[Set task] Report how many rows below contain the string "fetlock", giving only the number.

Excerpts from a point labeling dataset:
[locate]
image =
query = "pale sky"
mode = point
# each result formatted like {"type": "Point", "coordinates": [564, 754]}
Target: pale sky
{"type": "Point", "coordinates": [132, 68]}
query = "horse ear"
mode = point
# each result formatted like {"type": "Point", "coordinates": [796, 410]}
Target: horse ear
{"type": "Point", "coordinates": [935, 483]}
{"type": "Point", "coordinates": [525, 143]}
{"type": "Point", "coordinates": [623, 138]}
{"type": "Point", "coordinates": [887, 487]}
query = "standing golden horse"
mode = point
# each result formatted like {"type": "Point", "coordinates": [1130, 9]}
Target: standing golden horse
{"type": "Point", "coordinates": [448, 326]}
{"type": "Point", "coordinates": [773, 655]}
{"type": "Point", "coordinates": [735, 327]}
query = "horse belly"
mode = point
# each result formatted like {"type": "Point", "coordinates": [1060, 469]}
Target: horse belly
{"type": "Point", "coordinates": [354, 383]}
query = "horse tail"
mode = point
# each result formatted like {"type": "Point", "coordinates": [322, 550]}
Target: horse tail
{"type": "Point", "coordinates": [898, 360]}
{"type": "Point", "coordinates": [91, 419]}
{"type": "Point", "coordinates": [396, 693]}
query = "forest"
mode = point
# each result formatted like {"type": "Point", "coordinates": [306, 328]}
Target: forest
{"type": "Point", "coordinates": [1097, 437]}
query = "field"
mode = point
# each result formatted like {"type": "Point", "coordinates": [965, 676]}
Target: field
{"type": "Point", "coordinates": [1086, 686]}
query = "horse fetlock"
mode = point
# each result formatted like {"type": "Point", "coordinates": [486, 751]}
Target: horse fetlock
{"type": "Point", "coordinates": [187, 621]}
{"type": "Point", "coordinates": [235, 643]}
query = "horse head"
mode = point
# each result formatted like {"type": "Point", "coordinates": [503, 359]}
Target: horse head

* * *

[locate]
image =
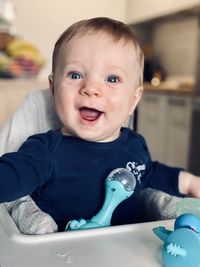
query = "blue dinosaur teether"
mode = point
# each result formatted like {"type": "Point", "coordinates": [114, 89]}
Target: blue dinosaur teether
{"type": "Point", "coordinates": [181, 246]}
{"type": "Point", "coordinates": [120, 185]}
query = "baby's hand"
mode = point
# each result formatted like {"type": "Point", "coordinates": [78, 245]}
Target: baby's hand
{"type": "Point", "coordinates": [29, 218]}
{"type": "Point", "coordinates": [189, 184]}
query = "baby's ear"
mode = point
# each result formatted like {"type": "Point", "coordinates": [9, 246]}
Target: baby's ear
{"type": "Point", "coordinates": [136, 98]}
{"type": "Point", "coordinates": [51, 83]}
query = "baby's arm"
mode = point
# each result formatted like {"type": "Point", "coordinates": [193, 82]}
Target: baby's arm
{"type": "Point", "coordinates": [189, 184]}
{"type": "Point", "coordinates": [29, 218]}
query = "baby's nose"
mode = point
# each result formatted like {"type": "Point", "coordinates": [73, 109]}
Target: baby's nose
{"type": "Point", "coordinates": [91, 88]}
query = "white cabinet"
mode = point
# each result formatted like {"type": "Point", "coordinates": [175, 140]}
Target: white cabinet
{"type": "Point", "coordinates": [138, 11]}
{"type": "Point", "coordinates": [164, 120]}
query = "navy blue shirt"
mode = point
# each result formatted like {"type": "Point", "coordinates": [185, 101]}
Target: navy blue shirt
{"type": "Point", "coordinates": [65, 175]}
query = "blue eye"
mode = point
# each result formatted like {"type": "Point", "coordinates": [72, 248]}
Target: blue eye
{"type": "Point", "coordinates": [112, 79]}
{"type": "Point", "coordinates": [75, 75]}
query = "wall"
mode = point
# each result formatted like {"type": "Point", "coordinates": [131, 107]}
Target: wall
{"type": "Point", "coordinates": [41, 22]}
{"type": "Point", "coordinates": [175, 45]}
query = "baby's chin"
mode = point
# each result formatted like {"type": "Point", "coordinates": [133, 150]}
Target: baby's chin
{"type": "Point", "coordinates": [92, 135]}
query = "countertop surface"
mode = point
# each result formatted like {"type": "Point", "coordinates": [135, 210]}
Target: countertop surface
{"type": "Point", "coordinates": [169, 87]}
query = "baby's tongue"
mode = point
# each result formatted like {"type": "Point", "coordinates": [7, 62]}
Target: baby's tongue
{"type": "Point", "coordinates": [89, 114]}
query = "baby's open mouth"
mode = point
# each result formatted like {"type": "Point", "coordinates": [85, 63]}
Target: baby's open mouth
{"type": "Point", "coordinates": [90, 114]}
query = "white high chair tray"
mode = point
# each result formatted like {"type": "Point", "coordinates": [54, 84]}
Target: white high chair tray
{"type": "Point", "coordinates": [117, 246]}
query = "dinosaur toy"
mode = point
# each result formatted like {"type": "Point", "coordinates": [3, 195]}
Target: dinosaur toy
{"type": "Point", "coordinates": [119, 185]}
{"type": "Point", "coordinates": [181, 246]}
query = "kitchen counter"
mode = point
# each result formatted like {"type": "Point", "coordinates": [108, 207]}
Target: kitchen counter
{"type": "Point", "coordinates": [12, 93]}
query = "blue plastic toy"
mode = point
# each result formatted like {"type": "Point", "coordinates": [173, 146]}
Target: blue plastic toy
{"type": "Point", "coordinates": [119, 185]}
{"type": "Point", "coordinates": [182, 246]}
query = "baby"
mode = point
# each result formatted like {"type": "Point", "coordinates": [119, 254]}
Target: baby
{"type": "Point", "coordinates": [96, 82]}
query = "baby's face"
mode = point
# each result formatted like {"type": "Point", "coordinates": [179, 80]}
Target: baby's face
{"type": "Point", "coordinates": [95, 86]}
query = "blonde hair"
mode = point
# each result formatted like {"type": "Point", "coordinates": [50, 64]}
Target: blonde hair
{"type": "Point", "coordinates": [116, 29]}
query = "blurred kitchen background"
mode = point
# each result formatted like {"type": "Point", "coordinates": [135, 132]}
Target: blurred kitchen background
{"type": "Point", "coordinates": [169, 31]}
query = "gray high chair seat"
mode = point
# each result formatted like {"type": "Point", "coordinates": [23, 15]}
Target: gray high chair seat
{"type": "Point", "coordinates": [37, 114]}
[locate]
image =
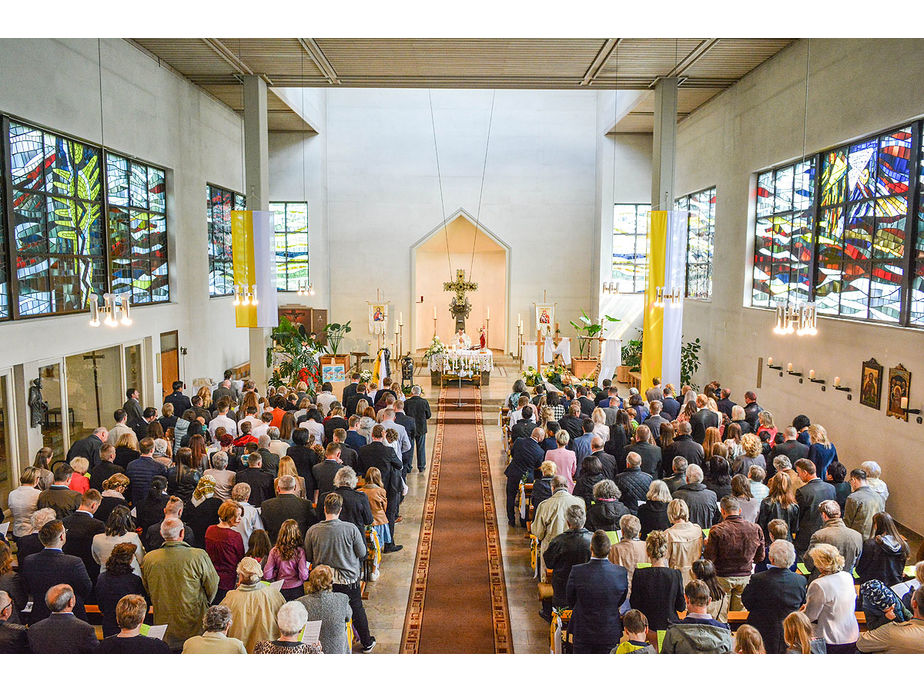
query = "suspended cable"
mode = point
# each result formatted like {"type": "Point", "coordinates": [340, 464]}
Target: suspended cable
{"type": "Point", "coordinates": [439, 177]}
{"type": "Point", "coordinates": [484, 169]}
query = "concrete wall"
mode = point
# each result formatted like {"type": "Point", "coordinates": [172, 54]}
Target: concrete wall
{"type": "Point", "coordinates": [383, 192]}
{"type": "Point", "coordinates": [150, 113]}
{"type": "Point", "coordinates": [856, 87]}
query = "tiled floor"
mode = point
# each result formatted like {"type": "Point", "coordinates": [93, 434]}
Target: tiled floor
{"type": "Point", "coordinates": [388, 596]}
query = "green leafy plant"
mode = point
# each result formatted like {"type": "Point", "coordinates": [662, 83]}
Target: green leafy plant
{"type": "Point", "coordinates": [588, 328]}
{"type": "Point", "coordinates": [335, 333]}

[Output] 2